*Task to complete:* Only the records, repeated exactly, should make up the response.
--- Record excerpts ---
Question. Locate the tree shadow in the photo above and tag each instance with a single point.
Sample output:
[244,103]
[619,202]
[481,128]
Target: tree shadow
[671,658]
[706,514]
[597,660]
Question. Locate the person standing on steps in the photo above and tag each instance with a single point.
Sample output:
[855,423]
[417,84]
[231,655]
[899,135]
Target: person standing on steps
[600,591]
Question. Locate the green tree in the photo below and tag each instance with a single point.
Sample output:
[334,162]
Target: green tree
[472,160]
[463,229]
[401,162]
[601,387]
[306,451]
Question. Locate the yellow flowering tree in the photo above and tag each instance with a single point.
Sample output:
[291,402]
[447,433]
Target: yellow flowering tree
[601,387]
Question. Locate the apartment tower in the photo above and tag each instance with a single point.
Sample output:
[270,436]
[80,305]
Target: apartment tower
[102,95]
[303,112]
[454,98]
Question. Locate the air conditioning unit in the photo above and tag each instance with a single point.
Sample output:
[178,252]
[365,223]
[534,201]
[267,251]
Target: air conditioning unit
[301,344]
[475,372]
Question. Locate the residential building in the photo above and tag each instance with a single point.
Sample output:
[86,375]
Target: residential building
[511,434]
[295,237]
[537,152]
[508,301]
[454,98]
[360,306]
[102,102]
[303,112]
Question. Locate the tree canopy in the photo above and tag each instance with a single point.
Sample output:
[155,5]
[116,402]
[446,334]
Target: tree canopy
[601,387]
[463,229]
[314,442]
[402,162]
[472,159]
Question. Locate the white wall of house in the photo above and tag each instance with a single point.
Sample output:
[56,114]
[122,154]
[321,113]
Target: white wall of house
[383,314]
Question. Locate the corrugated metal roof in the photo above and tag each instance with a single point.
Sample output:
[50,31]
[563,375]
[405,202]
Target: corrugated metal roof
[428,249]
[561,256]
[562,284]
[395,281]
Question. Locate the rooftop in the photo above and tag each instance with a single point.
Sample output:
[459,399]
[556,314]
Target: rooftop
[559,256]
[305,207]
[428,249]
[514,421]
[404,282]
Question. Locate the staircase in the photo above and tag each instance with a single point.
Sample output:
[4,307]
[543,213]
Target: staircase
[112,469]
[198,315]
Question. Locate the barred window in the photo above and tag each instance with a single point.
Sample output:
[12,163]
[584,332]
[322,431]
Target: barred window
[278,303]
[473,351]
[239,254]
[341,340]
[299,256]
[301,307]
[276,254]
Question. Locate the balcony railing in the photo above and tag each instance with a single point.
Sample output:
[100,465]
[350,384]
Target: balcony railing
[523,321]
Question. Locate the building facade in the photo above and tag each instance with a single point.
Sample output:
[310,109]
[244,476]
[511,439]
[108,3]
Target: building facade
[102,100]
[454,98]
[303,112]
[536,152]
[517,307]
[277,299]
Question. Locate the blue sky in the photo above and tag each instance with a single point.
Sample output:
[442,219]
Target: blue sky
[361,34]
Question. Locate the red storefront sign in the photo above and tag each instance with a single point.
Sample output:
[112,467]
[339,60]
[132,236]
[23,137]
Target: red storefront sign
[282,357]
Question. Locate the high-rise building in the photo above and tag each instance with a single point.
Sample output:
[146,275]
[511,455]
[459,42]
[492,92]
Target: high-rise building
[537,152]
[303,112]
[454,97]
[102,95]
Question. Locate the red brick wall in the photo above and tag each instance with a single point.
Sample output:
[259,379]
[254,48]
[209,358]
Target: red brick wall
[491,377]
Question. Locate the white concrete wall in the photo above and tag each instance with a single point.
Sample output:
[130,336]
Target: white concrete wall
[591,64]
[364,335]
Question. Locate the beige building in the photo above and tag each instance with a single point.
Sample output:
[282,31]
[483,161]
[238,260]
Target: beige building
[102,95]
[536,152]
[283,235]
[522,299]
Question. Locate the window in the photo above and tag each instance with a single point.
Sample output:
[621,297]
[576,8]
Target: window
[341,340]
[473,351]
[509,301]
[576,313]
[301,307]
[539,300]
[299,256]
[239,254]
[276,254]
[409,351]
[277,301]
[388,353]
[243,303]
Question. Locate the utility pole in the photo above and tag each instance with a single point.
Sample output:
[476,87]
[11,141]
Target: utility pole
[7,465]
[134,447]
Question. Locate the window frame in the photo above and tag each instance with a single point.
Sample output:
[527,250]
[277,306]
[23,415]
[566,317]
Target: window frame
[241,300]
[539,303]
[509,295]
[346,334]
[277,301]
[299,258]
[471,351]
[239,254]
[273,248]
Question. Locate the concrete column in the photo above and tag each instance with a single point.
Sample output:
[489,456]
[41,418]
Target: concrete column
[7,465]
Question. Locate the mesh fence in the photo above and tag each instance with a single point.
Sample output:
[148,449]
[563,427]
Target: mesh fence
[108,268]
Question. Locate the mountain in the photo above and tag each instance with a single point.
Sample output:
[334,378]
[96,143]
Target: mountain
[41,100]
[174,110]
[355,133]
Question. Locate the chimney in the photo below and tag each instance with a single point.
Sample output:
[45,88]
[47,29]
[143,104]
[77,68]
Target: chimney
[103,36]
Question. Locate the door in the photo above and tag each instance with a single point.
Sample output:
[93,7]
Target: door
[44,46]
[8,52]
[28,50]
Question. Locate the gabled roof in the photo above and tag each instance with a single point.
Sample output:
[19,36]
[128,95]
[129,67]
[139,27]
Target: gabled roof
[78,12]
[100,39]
---
*Final answer:*
Question. Locate the tree shadow in the photo above and tag each instance with a single point.
Sample output:
[244,103]
[619,202]
[481,128]
Target: tree shadow
[671,658]
[706,514]
[597,660]
Question. Locate the person standing on steps in the photo above and tag each instance with a single point.
Sample output:
[855,423]
[417,84]
[231,655]
[899,135]
Target: person standing on steps
[600,591]
Question. Locate the green tree in the photo below and tag each instance with a single point.
Sample output:
[334,162]
Target: green tree
[472,160]
[463,229]
[401,162]
[601,387]
[306,451]
Question. Locate the yellow flowering tree in the photo above and tag each instance with a single point.
Sample output:
[291,402]
[447,433]
Target: yellow flowering tree
[601,387]
Question. Locate the apartment tower in the photo above and tag each instance with a single point.
Sample output:
[270,436]
[80,305]
Target: apartment tower
[102,95]
[303,112]
[454,98]
Question. Locate the air conditioning unit in the photo above and tag each instance with a single point.
Sample output:
[178,252]
[365,223]
[534,201]
[267,251]
Target: air conditioning unit
[301,344]
[475,372]
Question. Locate the residential building in the photo above and tag each instance with a single point.
Sample output:
[86,375]
Target: residential building
[511,434]
[295,237]
[537,152]
[508,301]
[454,98]
[360,306]
[102,102]
[303,112]
Question. Locate the tree canopy in the photo above and tag each instance with a single point.
Sample output:
[155,5]
[116,402]
[446,334]
Target: tree canopy
[601,387]
[463,229]
[314,442]
[402,162]
[472,159]
Question. Locate the white wall of house in the photo above and tag each instance with a single point.
Sample output:
[56,114]
[122,154]
[321,113]
Target: white wall of house
[383,314]
Question. Locate the corrugated metal roof in the photo above and tag each instance with a single point.
Sample output:
[50,31]
[563,375]
[405,202]
Target: corrugated metal roof
[428,249]
[561,256]
[562,284]
[395,281]
Question. Locate the rooftop in the photo above and tag each instance with a single point.
Sample output:
[459,399]
[556,314]
Target: rooftop
[559,256]
[305,207]
[428,249]
[514,421]
[404,282]
Question. Locate the staircase in the photo above and tag each instance with a single point.
Sample output:
[4,307]
[543,213]
Target: staircase
[112,469]
[198,315]
Question. Locate the barred window in the photo above and tag each instance with a single point.
Sample output:
[12,163]
[584,332]
[322,431]
Target: barred window
[278,303]
[473,351]
[239,254]
[341,340]
[299,256]
[301,307]
[276,254]
Question. Locate the balcony railing in the photo above and tag each instance with a single point.
Sample output:
[100,465]
[350,384]
Target: balcony railing
[523,321]
Question. Locate the building facade in the photo above and tag each instance with a single point.
Sample output:
[310,109]
[244,476]
[511,439]
[108,3]
Target: building facade
[102,100]
[454,98]
[303,112]
[536,152]
[517,307]
[277,299]
Question. Locate the blue sky in the photo above and tag each instance with a single point.
Sample output:
[442,219]
Target: blue sky
[361,34]
Question. Locate the red storefront sign in the photo above and tag each instance with a single point.
Sample output:
[112,467]
[339,60]
[132,236]
[23,137]
Target: red storefront sign
[282,357]
Question. Locate the high-rise building in the photo above and tag each instance with a single point.
Sample output:
[146,275]
[511,455]
[459,42]
[492,92]
Target: high-rise building
[537,152]
[303,112]
[454,97]
[102,95]
Question. Locate the red brick wall in the photo above and tag each instance with a single point.
Sample output:
[259,379]
[254,48]
[209,358]
Target: red brick wall
[491,377]
Question. Locate the white concrete wall in the photo above and tag each instance with a single point.
Sample output:
[130,336]
Target: white concrete wall
[591,64]
[364,335]
Question. Locate the beige building in the photo above and tag each instance with a single point.
Sample output:
[282,31]
[483,161]
[238,260]
Target: beige building
[102,95]
[536,152]
[283,235]
[522,299]
Question. Locate the window in the photo above and tag each instance with a single point.
Sample output:
[621,297]
[576,8]
Target: window
[341,340]
[473,351]
[509,301]
[576,313]
[301,307]
[539,300]
[299,256]
[239,254]
[276,254]
[409,351]
[277,301]
[388,353]
[243,303]
Question. Locate the utility pole in the photo above and tag each instance with a single point.
Sample output:
[476,87]
[11,141]
Target: utility pole
[7,465]
[134,447]
Question. Locate the window frame in the photo above and tag each instance with a single point.
Sample output:
[527,250]
[277,306]
[23,415]
[566,317]
Target: window frame
[241,300]
[539,303]
[509,295]
[346,334]
[277,301]
[299,258]
[471,351]
[239,254]
[273,248]
Question. Locate the concrete column in the photo above and tag each instance with a single point.
Sample output:
[489,456]
[41,418]
Target: concrete column
[7,465]
Question. Locate the mesh fence in the photo above and tag each instance with a single point.
Sample output:
[148,449]
[563,427]
Target: mesh fence
[108,268]
Question. Locate the mountain in the photo above and tag each instance with a single point.
Sample output:
[334,378]
[96,143]
Target: mountain
[41,100]
[174,110]
[355,133]
Question. Locate the chimney in the photo below and tag each instance with a single point.
Sample output:
[45,88]
[47,29]
[143,104]
[77,68]
Target: chimney
[103,36]
Question. Locate the door in the photo above and tag each instance with a single point.
Sample output:
[93,7]
Target: door
[44,46]
[8,52]
[28,50]
Question. Locate the gabled roof in the photo above and tag each instance with a single point.
Sample output:
[19,36]
[128,95]
[129,67]
[139,27]
Target: gabled roof
[78,12]
[100,39]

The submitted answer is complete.